## [TASK DATA]
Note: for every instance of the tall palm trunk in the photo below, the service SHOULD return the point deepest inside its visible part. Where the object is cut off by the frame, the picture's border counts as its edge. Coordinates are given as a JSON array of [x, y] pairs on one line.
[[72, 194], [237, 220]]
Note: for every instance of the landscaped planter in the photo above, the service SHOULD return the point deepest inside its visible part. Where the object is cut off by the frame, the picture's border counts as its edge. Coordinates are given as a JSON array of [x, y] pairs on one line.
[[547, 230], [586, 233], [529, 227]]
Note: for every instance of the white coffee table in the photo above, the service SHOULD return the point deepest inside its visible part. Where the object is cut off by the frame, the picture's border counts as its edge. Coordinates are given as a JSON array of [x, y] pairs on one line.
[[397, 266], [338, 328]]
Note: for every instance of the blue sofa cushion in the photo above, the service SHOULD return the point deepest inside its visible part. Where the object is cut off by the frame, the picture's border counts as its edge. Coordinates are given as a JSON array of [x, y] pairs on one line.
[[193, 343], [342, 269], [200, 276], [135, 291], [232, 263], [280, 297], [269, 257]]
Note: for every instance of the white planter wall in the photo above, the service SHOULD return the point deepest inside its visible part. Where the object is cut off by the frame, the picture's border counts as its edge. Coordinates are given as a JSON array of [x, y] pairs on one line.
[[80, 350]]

## [REQUEST]
Rewrite the rows from the line with "Note: for every instance of the blue" up to and including the line with "297], [269, 257]]", replacing "blue sofa cushion" with "navy sofa cushion" and leaving everything else unchanged.

## [ANSWER FOR THIS EXERCISE]
Note: for every instance of the navy sofa cushion in the photo above, the service SHOULD return the point deepest inside its visible part. Where the object is cut off by the frame, the picture's border counts as its edge. Coordinates are given as a JSON array of [x, y] pairs on one line.
[[193, 343], [342, 269], [200, 276], [135, 291], [232, 263], [280, 297], [269, 257]]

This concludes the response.